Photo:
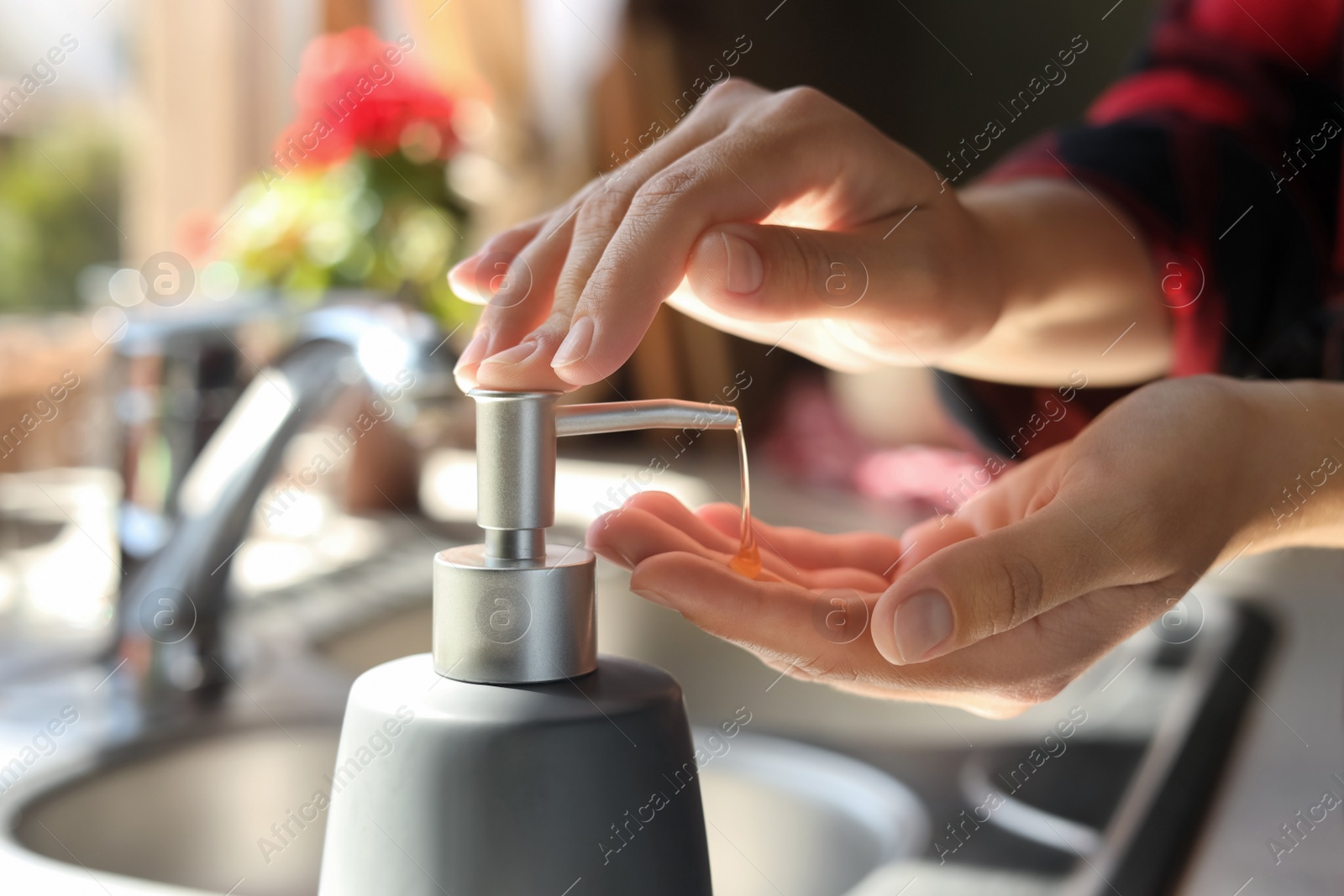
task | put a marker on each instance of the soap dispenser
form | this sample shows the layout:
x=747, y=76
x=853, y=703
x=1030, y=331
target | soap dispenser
x=512, y=761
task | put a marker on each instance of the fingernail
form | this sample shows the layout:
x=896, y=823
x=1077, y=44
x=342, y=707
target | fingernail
x=575, y=345
x=475, y=349
x=922, y=624
x=515, y=355
x=745, y=268
x=652, y=597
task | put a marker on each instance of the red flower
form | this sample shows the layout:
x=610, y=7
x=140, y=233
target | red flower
x=358, y=92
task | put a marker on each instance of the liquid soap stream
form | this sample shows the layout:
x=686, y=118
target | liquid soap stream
x=748, y=559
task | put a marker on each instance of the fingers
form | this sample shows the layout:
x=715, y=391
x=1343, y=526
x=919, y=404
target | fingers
x=481, y=275
x=656, y=523
x=783, y=154
x=573, y=244
x=808, y=550
x=769, y=273
x=983, y=586
x=774, y=620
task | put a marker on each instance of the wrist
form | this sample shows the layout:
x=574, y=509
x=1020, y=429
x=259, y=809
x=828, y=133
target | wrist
x=1292, y=472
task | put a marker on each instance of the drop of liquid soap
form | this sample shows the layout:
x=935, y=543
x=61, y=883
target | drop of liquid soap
x=748, y=559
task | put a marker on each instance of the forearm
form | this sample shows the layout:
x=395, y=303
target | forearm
x=1077, y=291
x=1292, y=473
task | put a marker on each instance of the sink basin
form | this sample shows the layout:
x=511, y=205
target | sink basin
x=221, y=815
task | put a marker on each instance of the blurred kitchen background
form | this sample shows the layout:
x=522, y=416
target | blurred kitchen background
x=174, y=223
x=160, y=235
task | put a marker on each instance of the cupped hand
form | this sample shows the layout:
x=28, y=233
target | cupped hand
x=790, y=217
x=998, y=606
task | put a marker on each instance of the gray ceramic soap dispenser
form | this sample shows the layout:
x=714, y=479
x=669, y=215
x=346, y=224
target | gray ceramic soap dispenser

++++++

**Your objective**.
Starting at the line containing "task | put a marker on each instance of the cupped" and running through the end of the records, both included, write every line out again, keeping the request and sample lines as they are. Shift each answer coordinate by adding 58 to both its x and y values.

**Answer in full**.
task | put a marker on each instance of the cupped hand
form | this sample shows the layout:
x=28, y=233
target | cupped hand
x=848, y=275
x=1056, y=664
task | put a marker on each instance of the gray ceramic soap dispenser
form | this sample shows the layout:
x=714, y=479
x=669, y=215
x=346, y=224
target | gray ceramic soap dispenser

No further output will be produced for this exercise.